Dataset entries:
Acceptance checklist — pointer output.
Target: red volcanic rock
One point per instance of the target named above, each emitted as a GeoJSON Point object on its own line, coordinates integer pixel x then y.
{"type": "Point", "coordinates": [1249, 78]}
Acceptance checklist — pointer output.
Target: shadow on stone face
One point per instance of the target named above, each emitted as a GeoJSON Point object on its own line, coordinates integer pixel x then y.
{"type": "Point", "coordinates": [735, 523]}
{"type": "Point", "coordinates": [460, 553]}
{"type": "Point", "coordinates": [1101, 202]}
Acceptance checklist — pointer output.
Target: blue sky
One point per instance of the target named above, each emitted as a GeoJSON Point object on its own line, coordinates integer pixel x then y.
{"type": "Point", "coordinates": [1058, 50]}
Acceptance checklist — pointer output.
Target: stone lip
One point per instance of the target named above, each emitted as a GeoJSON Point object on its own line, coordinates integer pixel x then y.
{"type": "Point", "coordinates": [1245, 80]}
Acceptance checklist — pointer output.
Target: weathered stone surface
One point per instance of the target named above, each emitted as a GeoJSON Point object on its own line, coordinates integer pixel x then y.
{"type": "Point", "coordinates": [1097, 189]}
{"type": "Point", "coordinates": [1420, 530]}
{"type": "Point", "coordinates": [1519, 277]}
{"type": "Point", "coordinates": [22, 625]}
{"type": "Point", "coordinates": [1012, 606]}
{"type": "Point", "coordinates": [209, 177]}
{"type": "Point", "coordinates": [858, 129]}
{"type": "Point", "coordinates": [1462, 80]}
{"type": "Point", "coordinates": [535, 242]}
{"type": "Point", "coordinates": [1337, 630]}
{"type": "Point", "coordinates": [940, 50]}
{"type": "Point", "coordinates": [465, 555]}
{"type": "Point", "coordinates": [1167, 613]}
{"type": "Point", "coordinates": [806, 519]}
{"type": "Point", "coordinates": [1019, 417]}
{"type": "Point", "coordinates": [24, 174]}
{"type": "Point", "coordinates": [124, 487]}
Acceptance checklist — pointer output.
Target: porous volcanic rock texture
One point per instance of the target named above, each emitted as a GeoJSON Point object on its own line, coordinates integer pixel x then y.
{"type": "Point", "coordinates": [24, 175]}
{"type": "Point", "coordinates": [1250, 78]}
--
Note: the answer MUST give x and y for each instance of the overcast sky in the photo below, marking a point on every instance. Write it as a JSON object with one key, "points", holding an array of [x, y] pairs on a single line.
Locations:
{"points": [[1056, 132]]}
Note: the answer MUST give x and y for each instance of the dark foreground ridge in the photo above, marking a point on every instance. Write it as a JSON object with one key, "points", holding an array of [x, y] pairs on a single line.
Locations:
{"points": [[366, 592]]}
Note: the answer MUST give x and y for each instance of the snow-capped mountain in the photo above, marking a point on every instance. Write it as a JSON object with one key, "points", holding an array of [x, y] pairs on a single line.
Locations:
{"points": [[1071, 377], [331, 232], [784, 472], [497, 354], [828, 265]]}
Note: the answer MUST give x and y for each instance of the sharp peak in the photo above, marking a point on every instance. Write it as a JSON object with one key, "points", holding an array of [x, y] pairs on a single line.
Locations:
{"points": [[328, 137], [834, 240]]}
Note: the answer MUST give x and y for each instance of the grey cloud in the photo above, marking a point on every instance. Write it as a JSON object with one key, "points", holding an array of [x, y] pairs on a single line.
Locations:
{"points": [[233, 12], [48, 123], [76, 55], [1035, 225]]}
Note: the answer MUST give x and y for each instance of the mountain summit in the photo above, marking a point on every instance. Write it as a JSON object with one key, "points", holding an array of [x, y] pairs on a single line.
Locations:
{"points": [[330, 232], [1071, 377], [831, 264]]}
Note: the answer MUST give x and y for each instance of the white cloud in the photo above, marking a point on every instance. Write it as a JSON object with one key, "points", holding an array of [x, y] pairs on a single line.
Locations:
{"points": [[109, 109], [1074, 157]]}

WORK TO COMPLETE
If a line in the data contains the string "rock", copy it.

ANSWER TO THIS EXERCISE
Target: red volcanic rock
Target: porous volcanic rock texture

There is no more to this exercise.